§ **Your goal**
From the records below, copy every line that contains the word "each". Match uppercase and lowercase letters exactly.

§ **Records**

==================================================

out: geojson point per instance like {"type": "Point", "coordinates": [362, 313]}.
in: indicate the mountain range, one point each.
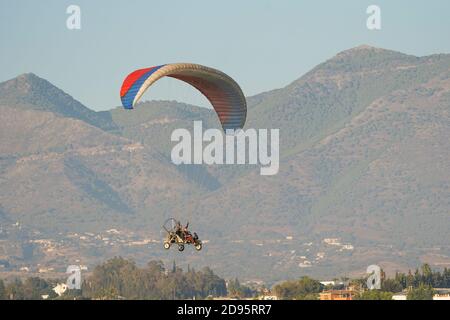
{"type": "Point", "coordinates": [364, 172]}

==================================================

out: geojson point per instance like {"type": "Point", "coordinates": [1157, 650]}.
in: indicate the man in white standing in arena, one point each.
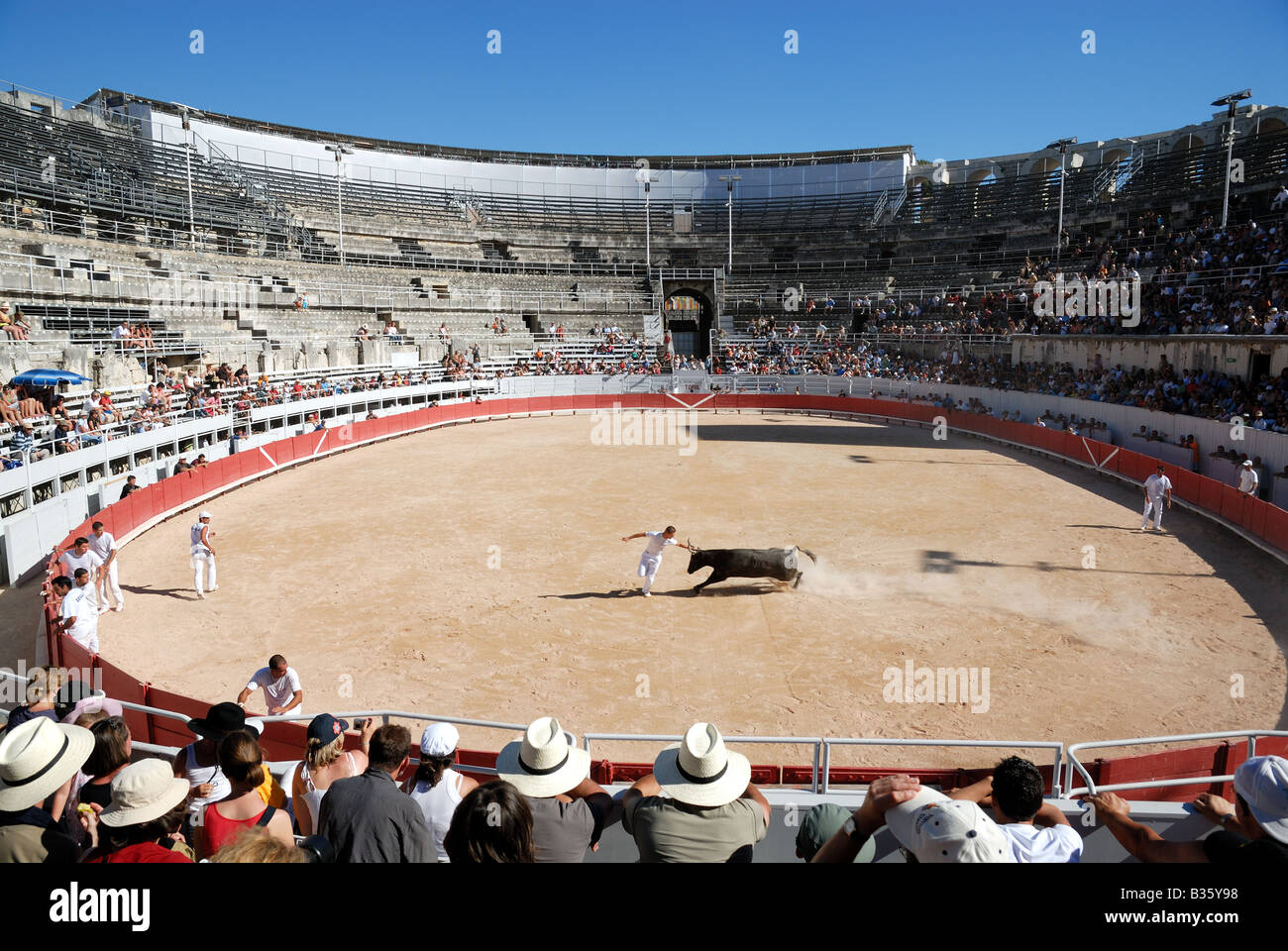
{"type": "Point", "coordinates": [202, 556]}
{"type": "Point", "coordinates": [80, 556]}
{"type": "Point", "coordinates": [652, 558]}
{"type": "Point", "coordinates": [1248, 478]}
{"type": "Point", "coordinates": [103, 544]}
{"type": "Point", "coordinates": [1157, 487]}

==================================================

§ **Answer**
in: indicate the mountain range, one point each.
in: indicate the man in white standing in arena, one point each.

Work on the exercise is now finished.